- _Provided data_:

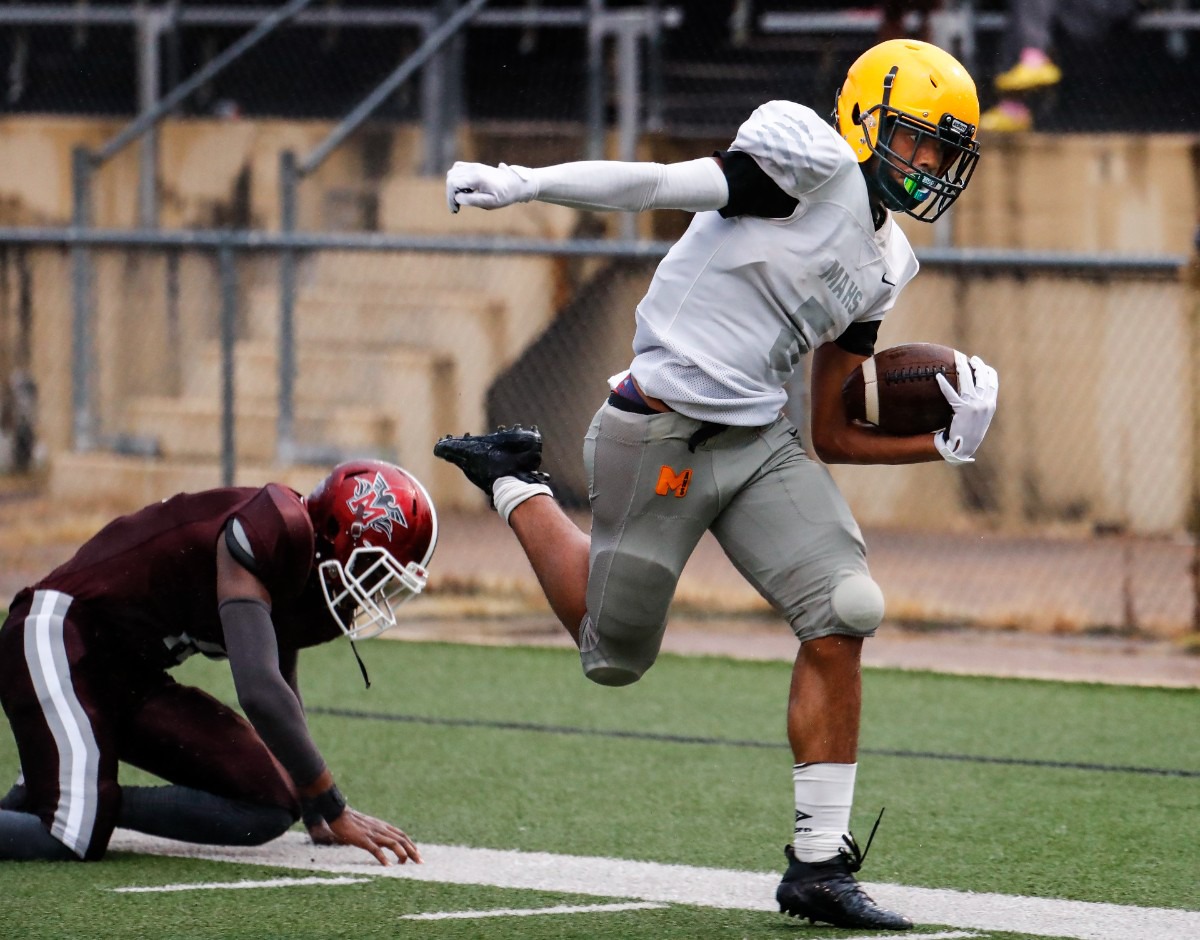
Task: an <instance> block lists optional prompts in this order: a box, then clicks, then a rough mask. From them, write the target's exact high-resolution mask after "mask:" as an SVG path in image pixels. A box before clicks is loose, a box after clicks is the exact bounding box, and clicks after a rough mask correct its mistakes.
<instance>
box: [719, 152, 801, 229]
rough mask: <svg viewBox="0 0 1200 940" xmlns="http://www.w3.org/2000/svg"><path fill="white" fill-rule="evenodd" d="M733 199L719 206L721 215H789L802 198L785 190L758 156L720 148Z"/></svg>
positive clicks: (790, 214) (768, 215) (725, 172)
mask: <svg viewBox="0 0 1200 940" xmlns="http://www.w3.org/2000/svg"><path fill="white" fill-rule="evenodd" d="M713 156H715V157H716V158H718V160H720V161H721V169H722V170H724V173H725V180H726V182H727V184H728V186H730V200H728V202H727V203H726V204H725V208H724V209H721V210H720V212H721V217H722V218H733V217H734V216H739V215H752V216H756V217H758V218H787V216H790V215H791V214H792V212H794V211H796V206H797V205H799V202H800V200H799V199H797V198H796V197H794V196H788V194H787V193H786V192H784V191H782V190H781V188H780V187H779V184H776V182H775V181H774V180H773V179H772V178H770V176H768V175H767V173H766V170H764V169H763V168H762V167H760V166H758V161H757V160H755V158H754V157H752V156H750V155H749V154H746V152H743V151H742V150H718V151H715V152H714V154H713Z"/></svg>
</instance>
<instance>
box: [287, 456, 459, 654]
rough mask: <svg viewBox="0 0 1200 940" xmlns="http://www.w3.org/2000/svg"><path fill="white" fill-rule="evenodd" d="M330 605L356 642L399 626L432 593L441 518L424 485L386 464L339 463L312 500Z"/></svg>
mask: <svg viewBox="0 0 1200 940" xmlns="http://www.w3.org/2000/svg"><path fill="white" fill-rule="evenodd" d="M307 507H308V515H310V516H311V517H312V526H313V531H314V533H316V537H317V571H318V577H319V579H320V588H322V592H323V593H324V594H325V604H326V605H328V606H329V611H330V613H332V615H334V619H335V621H336V622H337V625H338V627H341V628H342V633H344V634H346V635H347V636H349V637H350V639H352V640H364V639H366V637H368V636H377V635H379V634H380V633H383V631H384V630H386V629H388V628H389V627H395V625H396V607H398V606H400V605H401V604H403V603H404V601H406V600H408V599H409V598H414V597H416V595H418V594H420V593H421V591H422V589H424V588H425V582H426V579H427V575H426V571H425V565H427V564H428V563H430V558H431V557H433V549H434V546H436V545H437V543H438V514H437V510H436V509H434V508H433V501H432V499H430V495H428V493H427V492H426V491H425V487H424V486H421V484H420V481H419V480H418V479H416V478H415V477H414V475H413V474H412V473H409V472H408V471H406V469H401V468H400V467H397V466H395V465H392V463H385V462H383V461H380V460H352V461H347V462H346V463H338V465H337V466H336V467H334V469H332V472H331V473H330V474H329V475H328V477H326V478H325V479H324V480H322V481H320V483H319V484H317V489H316V490H313V491H312V495H311V496H310V497H308V499H307Z"/></svg>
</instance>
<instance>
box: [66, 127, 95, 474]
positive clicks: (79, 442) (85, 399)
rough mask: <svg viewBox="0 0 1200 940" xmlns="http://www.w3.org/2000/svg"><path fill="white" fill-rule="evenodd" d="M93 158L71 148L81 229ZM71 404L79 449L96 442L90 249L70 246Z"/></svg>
mask: <svg viewBox="0 0 1200 940" xmlns="http://www.w3.org/2000/svg"><path fill="white" fill-rule="evenodd" d="M91 172H92V157H91V154H90V152H89V150H88V149H86V148H85V146H76V148H74V150H72V151H71V202H72V208H71V224H72V227H73V228H74V229H76V230H78V232H86V229H89V228H91ZM71 306H72V311H71V313H72V316H71V407H72V438H73V444H74V449H76V450H77V451H83V450H91V448H92V447H94V445H95V415H94V414H92V400H91V389H92V385H94V383H95V378H94V376H92V369H94V361H92V354H91V249H90V247H89V246H86V245H79V244H76V245H72V246H71Z"/></svg>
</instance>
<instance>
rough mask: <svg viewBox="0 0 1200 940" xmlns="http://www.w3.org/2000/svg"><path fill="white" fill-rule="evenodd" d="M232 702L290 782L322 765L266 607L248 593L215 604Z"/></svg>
mask: <svg viewBox="0 0 1200 940" xmlns="http://www.w3.org/2000/svg"><path fill="white" fill-rule="evenodd" d="M218 613H220V616H221V628H222V630H223V631H224V640H226V653H228V655H229V670H230V672H233V684H234V689H235V690H236V693H238V703H239V705H240V706H241V708H242V711H244V712H245V713H246V718H248V719H250V723H251V724H252V725H253V726H254V730H256V731H257V732H258V736H259V737H260V738H263V741H264V743H265V744H266V747H268V748H270V750H271V753H272V754H274V755H275V756H276V758H277V759H278V761H280V764H282V765H283V767H284V770H286V771H287V772H288V773H289V774H290V776H292V779H293V780H294V782H295V784H296V786H305V785H307V784H310V783H312V782H313V780H316V779H317V778H318V777H319V776H320V772H322V771H324V770H325V761H324V759H323V758H322V756H320V752H318V750H317V746H316V744H314V743H313V741H312V737H311V736H310V735H308V726H307V724H306V723H305V719H304V708H302V706H301V703H300V700H299V697H298V696H296V694H295V693H294V691H293V690H292V688H290V687H289V685H288V683H287V679H286V678H284V677H283V675H282V673H281V672H280V649H278V643H277V641H276V639H275V627H274V624H272V623H271V610H270V607H269V606H268V605H266V604H264V603H263V601H262V600H257V599H254V598H230V599H228V600H223V601H222V603H221V605H220V607H218Z"/></svg>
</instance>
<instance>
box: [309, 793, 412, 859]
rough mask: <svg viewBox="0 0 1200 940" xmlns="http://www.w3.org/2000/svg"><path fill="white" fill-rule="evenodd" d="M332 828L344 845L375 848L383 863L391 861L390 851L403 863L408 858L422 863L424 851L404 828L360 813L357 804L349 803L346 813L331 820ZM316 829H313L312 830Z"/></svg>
mask: <svg viewBox="0 0 1200 940" xmlns="http://www.w3.org/2000/svg"><path fill="white" fill-rule="evenodd" d="M328 826H329V831H330V832H331V833H332V836H334V838H335V839H336V842H337V843H338V844H341V845H358V846H359V848H360V849H362V850H364V851H366V852H371V855H373V856H374V857H376V858H377V860H378V861H379V864H391V857H390V856H389V855H388V852H389V851H390V852H391V854H392V855H395V856H396V861H398V862H400V863H401V864H403V863H404V862H407V861H408V860H413V861H414V862H418V863H420V861H421V854H420V852H419V851H418V850H416V845H414V844H413V840H412V839H409V838H408V836H406V834H404V832H403V831H402V830H398V828H396V827H395V826H392V825H391V824H390V822H384V821H383V820H382V819H376V818H374V816H368V815H367V814H366V813H359V810H356V809H354V808H353V807H346V809H344V810H342V815H340V816H338V818H337V819H335V820H334V821H332V822H330V824H328ZM311 833H312V830H310V834H311Z"/></svg>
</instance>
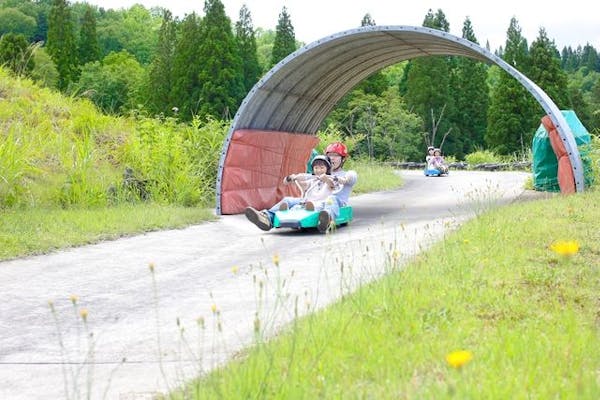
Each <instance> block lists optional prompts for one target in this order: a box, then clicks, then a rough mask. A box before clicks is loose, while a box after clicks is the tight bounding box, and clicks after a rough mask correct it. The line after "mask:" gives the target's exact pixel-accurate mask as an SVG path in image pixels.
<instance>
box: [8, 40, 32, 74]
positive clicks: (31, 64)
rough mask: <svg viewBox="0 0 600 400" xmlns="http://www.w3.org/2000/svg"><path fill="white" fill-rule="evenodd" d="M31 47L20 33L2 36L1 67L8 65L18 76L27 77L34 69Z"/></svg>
mask: <svg viewBox="0 0 600 400" xmlns="http://www.w3.org/2000/svg"><path fill="white" fill-rule="evenodd" d="M31 53H32V52H31V47H30V46H29V43H28V42H27V39H26V38H25V35H23V34H20V33H5V34H4V35H2V36H0V65H6V66H8V68H10V69H11V70H12V71H13V72H14V73H15V74H16V75H27V74H29V73H30V72H31V71H32V70H33V67H34V61H33V58H32V54H31Z"/></svg>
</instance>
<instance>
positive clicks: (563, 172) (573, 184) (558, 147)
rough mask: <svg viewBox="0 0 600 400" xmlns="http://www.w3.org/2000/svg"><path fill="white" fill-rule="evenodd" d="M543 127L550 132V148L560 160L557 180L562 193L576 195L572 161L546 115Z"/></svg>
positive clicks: (544, 117) (544, 118)
mask: <svg viewBox="0 0 600 400" xmlns="http://www.w3.org/2000/svg"><path fill="white" fill-rule="evenodd" d="M542 125H544V128H546V131H547V132H548V138H549V139H550V146H552V150H554V154H556V159H557V160H558V171H557V178H558V186H559V187H560V192H561V193H564V194H570V193H575V191H576V189H575V176H574V175H573V168H572V167H571V160H569V155H568V154H567V150H566V149H565V144H564V143H563V141H562V139H561V138H560V135H559V134H558V132H557V131H556V127H555V126H554V124H553V123H552V120H551V119H550V117H549V116H547V115H546V116H544V117H543V118H542Z"/></svg>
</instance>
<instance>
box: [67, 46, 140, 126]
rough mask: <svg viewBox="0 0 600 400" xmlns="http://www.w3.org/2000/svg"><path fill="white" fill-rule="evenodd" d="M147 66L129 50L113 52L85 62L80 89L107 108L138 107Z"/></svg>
mask: <svg viewBox="0 0 600 400" xmlns="http://www.w3.org/2000/svg"><path fill="white" fill-rule="evenodd" d="M143 78H144V69H143V68H142V66H141V65H140V64H139V63H138V62H137V60H136V59H135V58H134V57H133V56H132V55H131V54H129V53H127V52H126V51H124V50H123V51H121V52H119V53H111V54H109V55H108V56H106V57H105V58H104V60H103V61H102V63H100V62H92V63H88V64H86V65H84V66H83V68H82V71H81V76H80V78H79V82H78V83H77V85H76V89H77V92H78V93H80V94H81V95H83V96H86V97H89V98H90V99H91V100H92V101H93V102H94V103H95V104H96V105H97V106H98V107H99V108H100V109H102V110H103V111H104V112H107V113H112V114H117V113H124V112H127V111H129V110H134V109H135V108H136V107H137V105H138V104H139V102H140V101H142V99H141V97H140V90H141V85H142V83H143Z"/></svg>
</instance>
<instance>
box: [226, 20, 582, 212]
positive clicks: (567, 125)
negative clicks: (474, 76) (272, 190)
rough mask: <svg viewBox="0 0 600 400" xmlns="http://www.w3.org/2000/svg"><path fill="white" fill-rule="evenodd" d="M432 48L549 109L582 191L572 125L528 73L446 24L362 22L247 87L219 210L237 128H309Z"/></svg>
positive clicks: (579, 172) (579, 189) (226, 146)
mask: <svg viewBox="0 0 600 400" xmlns="http://www.w3.org/2000/svg"><path fill="white" fill-rule="evenodd" d="M431 55H454V56H465V57H469V58H473V59H476V60H479V61H482V62H491V63H494V64H496V65H498V66H499V67H500V68H502V69H503V70H505V71H506V72H508V73H509V74H510V75H511V76H513V77H514V78H515V79H517V80H518V81H519V82H520V83H521V85H523V87H525V88H526V89H527V90H528V91H529V93H531V94H532V95H533V96H534V98H535V99H536V100H537V101H538V103H539V104H540V105H541V106H542V108H543V109H544V111H545V112H546V113H547V114H548V115H549V116H550V119H551V120H552V122H553V124H554V126H555V127H556V129H557V131H558V134H559V135H560V138H561V139H562V140H563V142H564V145H565V149H566V150H567V153H568V156H569V160H570V161H571V166H572V168H573V175H574V177H575V187H576V190H577V191H578V192H582V191H584V178H583V166H582V162H581V158H580V155H579V151H578V149H577V144H576V142H575V138H574V136H573V133H572V131H571V129H570V127H569V125H568V124H567V122H566V120H565V118H564V117H563V115H562V113H561V112H560V110H559V109H558V107H557V106H556V104H554V102H553V101H552V99H550V97H549V96H548V95H547V94H546V93H545V92H544V91H543V90H542V89H541V88H540V87H538V86H537V85H536V84H535V83H534V82H532V81H531V80H530V79H529V78H527V77H526V76H525V75H523V74H522V73H521V72H519V71H518V70H517V69H515V68H514V67H512V66H511V65H509V64H507V63H506V62H505V61H504V60H502V59H501V58H500V57H498V56H496V55H494V54H492V53H491V52H489V51H488V50H486V49H484V48H482V47H480V46H479V45H477V44H475V43H472V42H470V41H468V40H466V39H463V38H460V37H457V36H454V35H451V34H449V33H447V32H443V31H438V30H435V29H431V28H426V27H415V26H365V27H361V28H356V29H351V30H348V31H344V32H340V33H337V34H334V35H331V36H327V37H325V38H323V39H320V40H317V41H315V42H313V43H311V44H308V45H306V46H304V47H303V48H301V49H299V50H297V51H295V52H294V53H292V54H290V55H289V56H288V57H286V58H285V59H284V60H282V61H281V62H279V63H278V64H277V65H275V66H274V67H273V68H272V69H271V70H270V71H269V72H267V73H266V74H265V75H264V76H263V77H262V78H261V79H260V81H259V82H257V83H256V85H254V87H253V88H252V89H251V90H250V92H249V93H248V95H247V96H246V98H245V99H244V101H243V102H242V104H241V105H240V107H239V109H238V111H237V113H236V115H235V117H234V119H233V122H232V124H231V127H230V129H229V132H228V135H227V137H226V138H225V141H224V143H223V147H222V150H221V157H220V161H219V170H218V174H217V182H216V184H217V185H216V189H217V193H216V194H217V207H216V211H217V214H221V179H222V176H223V170H224V168H225V163H226V160H227V150H228V148H229V144H230V142H231V138H232V135H233V133H234V132H235V131H236V130H238V129H260V130H274V131H284V132H297V133H301V134H315V133H316V131H317V129H318V128H319V126H320V124H321V122H322V121H323V120H324V119H325V117H326V116H327V114H329V112H330V111H331V110H332V109H333V107H335V105H336V103H337V102H338V101H339V100H340V99H341V98H342V97H343V96H344V95H345V94H346V93H348V92H349V91H350V90H351V89H352V88H353V87H354V86H355V85H356V84H357V83H359V82H360V81H362V80H363V79H365V78H366V77H368V76H369V75H371V74H372V73H374V72H376V71H378V70H380V69H382V68H384V67H386V66H389V65H393V64H396V63H398V62H401V61H405V60H408V59H412V58H416V57H424V56H431Z"/></svg>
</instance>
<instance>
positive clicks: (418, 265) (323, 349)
mask: <svg viewBox="0 0 600 400" xmlns="http://www.w3.org/2000/svg"><path fill="white" fill-rule="evenodd" d="M599 196H600V194H599V193H598V192H589V193H585V194H581V195H577V196H570V197H555V198H552V199H550V200H545V201H540V202H530V203H523V204H517V205H513V206H510V207H505V208H503V209H500V210H495V211H492V212H491V213H489V214H485V215H482V216H479V217H477V218H475V219H474V220H472V221H471V222H469V223H467V224H465V225H464V226H463V227H461V228H460V229H459V230H457V231H456V232H455V233H453V234H452V235H450V236H448V237H447V239H446V240H445V241H443V242H441V243H439V244H437V245H434V246H433V248H432V249H431V250H430V251H428V252H426V253H424V254H421V255H419V256H417V257H416V258H415V259H414V260H413V261H412V262H411V263H410V264H408V265H407V266H406V267H404V268H402V269H398V268H396V269H395V270H393V271H391V273H390V274H389V275H387V276H385V277H384V278H382V279H381V280H379V281H378V282H374V283H372V284H369V285H366V286H364V287H362V288H361V289H359V290H358V291H357V292H355V293H353V294H351V295H347V296H345V297H343V298H342V299H341V300H340V301H339V302H338V303H336V304H334V305H333V306H331V307H329V308H327V309H326V310H323V311H321V312H318V313H316V314H313V315H309V316H307V317H304V318H302V319H299V320H295V321H294V322H293V323H292V324H290V325H289V326H288V328H287V330H286V331H285V332H282V333H281V334H280V335H279V336H278V337H277V338H275V339H274V340H273V341H272V342H269V343H264V342H262V341H258V342H257V343H256V344H255V346H253V347H252V348H250V349H249V350H247V352H246V353H245V354H244V355H243V356H241V357H238V358H237V359H236V360H235V361H233V362H231V363H230V364H229V365H227V366H226V367H224V368H221V369H219V370H216V371H213V372H212V373H209V374H208V375H207V376H205V377H203V378H201V379H200V380H198V381H194V382H192V383H190V385H189V386H188V387H187V388H186V390H185V391H184V392H182V393H185V395H181V397H179V394H178V393H172V394H171V396H172V398H186V399H205V398H222V399H247V398H260V399H290V398H293V399H314V398H319V399H329V398H333V399H339V398H351V399H354V398H356V399H359V398H360V399H362V398H373V399H398V398H402V399H413V398H414V399H446V398H460V399H507V398H523V399H524V398H544V399H546V398H577V399H596V398H597V397H598V393H600V380H599V379H598V367H599V363H598V360H600V331H599V326H600V325H599V324H600V322H599V319H598V309H599V308H598V307H599V306H600V303H599V301H598V292H599V291H600V269H599V268H598V263H597V260H596V259H597V254H598V252H599V247H598V240H599V239H600V235H599V234H598V230H597V229H596V221H597V220H598V218H600V201H599V200H600V199H599V198H598V197H599ZM506 221H511V222H510V223H506ZM564 240H567V241H570V242H569V243H574V245H570V244H569V245H568V246H563V245H562V244H561V245H559V243H561V242H560V241H564ZM506 249H510V251H506ZM361 261H362V260H357V263H360V262H361ZM330 267H335V266H330ZM347 267H348V266H347ZM289 312H291V311H289ZM457 354H458V355H461V354H462V355H464V356H463V358H462V359H458V360H457V356H456V355H457Z"/></svg>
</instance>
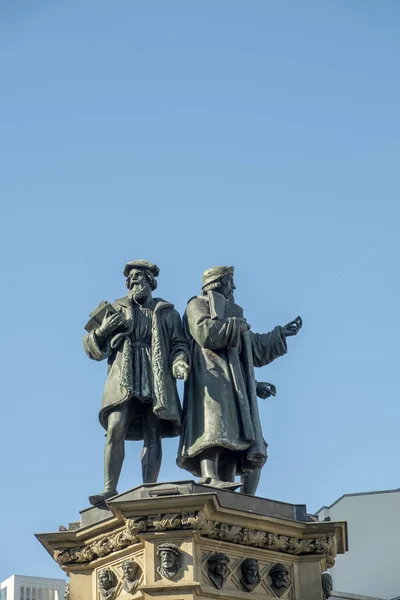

- _Goal of the exercise_:
Once the line containing "box: [719, 152, 801, 229]" has been copied, stop; everything from the first line of the data up to it must be copied exactly, without pictures.

- _Result for this exercise_:
Task: an <instance> block lists optional prompts in this order: a box, then clicks, then a rough mask. From them, write the target's exact high-resolution mask after "mask:" as an SVG path in image pixels. A box before clicks is loose, a box after clicks is the exact bounding box, and clicks after a rough mask correct its mistakes.
<instance>
box: [719, 152, 801, 229]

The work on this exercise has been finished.